┌────────

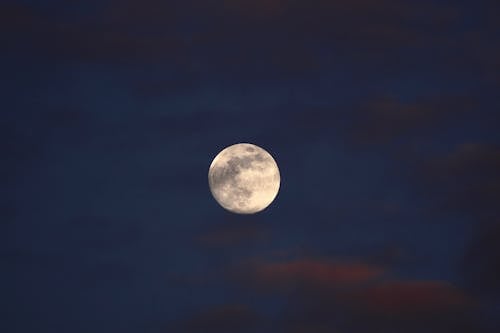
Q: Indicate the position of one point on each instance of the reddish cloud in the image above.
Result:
(316, 273)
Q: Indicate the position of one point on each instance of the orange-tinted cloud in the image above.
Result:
(316, 273)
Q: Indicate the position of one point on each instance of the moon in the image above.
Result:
(244, 178)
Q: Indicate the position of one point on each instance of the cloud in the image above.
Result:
(308, 273)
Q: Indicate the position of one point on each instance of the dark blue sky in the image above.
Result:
(383, 118)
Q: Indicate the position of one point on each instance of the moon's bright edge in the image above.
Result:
(244, 178)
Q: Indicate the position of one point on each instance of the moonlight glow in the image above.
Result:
(244, 178)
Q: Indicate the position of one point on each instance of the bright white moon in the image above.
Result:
(244, 178)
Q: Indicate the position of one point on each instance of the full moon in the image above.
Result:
(244, 178)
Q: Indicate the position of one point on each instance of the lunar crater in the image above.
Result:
(244, 178)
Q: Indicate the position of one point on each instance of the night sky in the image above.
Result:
(382, 115)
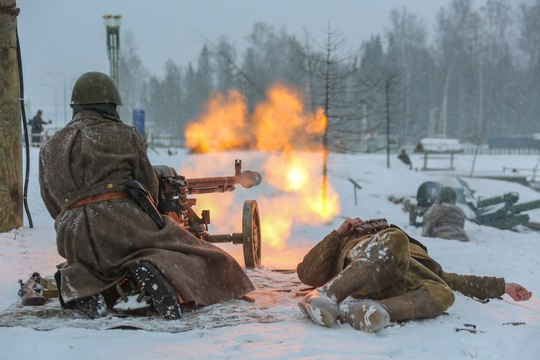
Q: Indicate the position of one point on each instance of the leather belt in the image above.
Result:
(97, 198)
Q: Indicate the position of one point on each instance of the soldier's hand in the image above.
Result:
(517, 292)
(348, 226)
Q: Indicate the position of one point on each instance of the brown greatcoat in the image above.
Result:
(329, 257)
(96, 154)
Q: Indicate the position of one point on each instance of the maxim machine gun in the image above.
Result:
(502, 212)
(173, 201)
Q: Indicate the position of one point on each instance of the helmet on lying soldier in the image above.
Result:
(95, 88)
(447, 195)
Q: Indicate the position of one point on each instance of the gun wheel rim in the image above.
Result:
(251, 234)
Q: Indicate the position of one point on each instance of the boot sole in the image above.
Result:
(318, 315)
(365, 315)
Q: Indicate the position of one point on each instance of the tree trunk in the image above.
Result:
(11, 199)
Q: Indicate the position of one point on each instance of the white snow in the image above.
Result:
(498, 329)
(440, 145)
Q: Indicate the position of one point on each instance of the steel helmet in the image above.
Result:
(95, 88)
(447, 195)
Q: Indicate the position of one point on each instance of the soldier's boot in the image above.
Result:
(364, 314)
(417, 304)
(164, 296)
(93, 306)
(321, 305)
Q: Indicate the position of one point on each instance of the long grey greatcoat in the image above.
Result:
(96, 154)
(445, 221)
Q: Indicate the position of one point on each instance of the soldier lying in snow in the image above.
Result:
(368, 275)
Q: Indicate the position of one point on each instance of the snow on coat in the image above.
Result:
(96, 154)
(445, 221)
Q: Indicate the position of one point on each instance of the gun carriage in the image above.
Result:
(174, 201)
(502, 212)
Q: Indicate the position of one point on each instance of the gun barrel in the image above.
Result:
(222, 184)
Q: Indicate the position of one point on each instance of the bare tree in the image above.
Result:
(11, 199)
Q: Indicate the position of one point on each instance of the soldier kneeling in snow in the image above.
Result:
(369, 273)
(103, 233)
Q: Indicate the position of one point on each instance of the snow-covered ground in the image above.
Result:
(498, 329)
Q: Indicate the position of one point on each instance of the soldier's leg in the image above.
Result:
(378, 263)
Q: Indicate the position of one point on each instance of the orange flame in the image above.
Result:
(288, 137)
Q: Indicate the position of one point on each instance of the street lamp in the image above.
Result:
(112, 25)
(65, 96)
(55, 102)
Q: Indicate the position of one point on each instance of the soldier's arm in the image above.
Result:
(319, 264)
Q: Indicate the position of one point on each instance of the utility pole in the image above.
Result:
(112, 26)
(11, 198)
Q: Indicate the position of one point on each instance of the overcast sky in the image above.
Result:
(68, 37)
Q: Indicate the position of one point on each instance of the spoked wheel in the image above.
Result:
(251, 234)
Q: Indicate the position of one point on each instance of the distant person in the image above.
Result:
(37, 123)
(100, 188)
(368, 273)
(405, 158)
(444, 219)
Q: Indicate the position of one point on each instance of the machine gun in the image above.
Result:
(173, 201)
(502, 212)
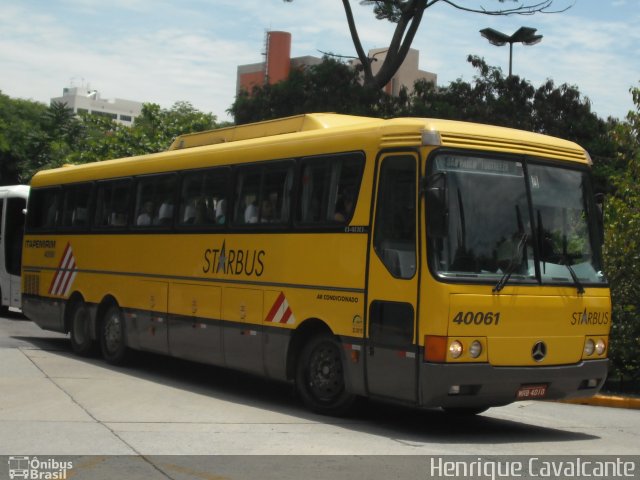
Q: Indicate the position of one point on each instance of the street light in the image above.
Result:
(524, 35)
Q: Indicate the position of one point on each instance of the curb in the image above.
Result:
(607, 401)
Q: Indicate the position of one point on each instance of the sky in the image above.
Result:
(164, 51)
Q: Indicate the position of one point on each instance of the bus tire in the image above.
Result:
(320, 377)
(113, 339)
(80, 329)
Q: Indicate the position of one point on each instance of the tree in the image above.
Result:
(407, 15)
(622, 247)
(331, 86)
(55, 136)
(20, 122)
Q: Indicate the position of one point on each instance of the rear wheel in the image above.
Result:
(81, 340)
(320, 377)
(113, 337)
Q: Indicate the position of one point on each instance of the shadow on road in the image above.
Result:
(403, 424)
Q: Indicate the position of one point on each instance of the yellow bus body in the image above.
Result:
(250, 300)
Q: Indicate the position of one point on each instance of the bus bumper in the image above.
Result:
(482, 385)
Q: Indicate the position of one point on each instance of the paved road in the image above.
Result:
(56, 403)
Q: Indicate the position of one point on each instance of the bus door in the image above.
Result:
(391, 350)
(11, 235)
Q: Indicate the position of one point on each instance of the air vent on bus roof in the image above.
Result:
(298, 123)
(459, 140)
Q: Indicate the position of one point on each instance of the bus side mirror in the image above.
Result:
(435, 187)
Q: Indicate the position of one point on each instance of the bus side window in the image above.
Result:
(75, 206)
(112, 204)
(394, 234)
(263, 194)
(43, 209)
(329, 188)
(155, 201)
(203, 198)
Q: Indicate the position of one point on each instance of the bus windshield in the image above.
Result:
(516, 221)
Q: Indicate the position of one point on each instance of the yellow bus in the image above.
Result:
(426, 262)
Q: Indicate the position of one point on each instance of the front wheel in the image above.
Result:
(113, 337)
(320, 377)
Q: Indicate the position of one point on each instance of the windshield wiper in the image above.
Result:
(513, 264)
(575, 278)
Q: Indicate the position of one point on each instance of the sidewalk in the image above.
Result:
(608, 401)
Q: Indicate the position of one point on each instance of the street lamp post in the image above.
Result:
(524, 35)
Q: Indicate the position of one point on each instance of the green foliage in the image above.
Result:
(622, 246)
(34, 137)
(330, 86)
(21, 127)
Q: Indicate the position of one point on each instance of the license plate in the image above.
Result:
(531, 392)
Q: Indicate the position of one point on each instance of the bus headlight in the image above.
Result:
(475, 349)
(455, 349)
(589, 347)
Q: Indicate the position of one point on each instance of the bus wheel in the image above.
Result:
(81, 340)
(113, 337)
(320, 377)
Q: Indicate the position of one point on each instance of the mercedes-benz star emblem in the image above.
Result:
(539, 351)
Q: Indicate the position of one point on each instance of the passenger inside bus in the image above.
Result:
(145, 217)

└────────

Try it: Give an exact copy of the lines above from the line with "door in the image above." up to and including the line with "bus wheel in the image above.", and leave everything else out.

Your response:
Q: Indicate the position of one point on each instance of the bus door in the image above.
Result:
(391, 350)
(11, 235)
Q: Indicate the position of one point on each instance of the air vent on bus roof in the image above.
Result:
(298, 123)
(459, 140)
Q: Indicate the position of one point on each instance of the bus side mirror in the image above.
Result:
(435, 187)
Q: Indicate the position of one point on each instance of the bus side window in the image above.
Result:
(75, 206)
(112, 204)
(394, 234)
(263, 194)
(43, 209)
(329, 188)
(155, 201)
(203, 198)
Q: Indicate the position of one point on each instance of the bus windshield in the image above.
Result:
(516, 221)
Q: Indicate the position of one point on each instance of the yellow bus in the image above.
Result:
(426, 262)
Q: Indicate the position of one point on each instance of the front wheel in the image above.
Result:
(113, 337)
(320, 377)
Q: Indicate the position of one point on each instance of the windshield wiper in the image above.
Result:
(513, 264)
(575, 278)
Q: Indicate the position of one point on each instance of the sidewalk in the image above.
Result:
(608, 401)
Q: Indicate the position of one point on each instance of the street lamp post in the image above.
Result:
(524, 35)
Q: Indicate the position of one point on each instance of the green foliage in the image above.
Result:
(622, 246)
(34, 137)
(330, 86)
(21, 127)
Q: Indicate the position of one point on each instance of the license plate in the image above.
Result:
(531, 392)
Q: Indicate the position of one point on each instance of the bus headlight in the image above.
Result:
(475, 349)
(455, 349)
(589, 347)
Q: Indicate the position of one point on each instance of the bus wheel in the image above.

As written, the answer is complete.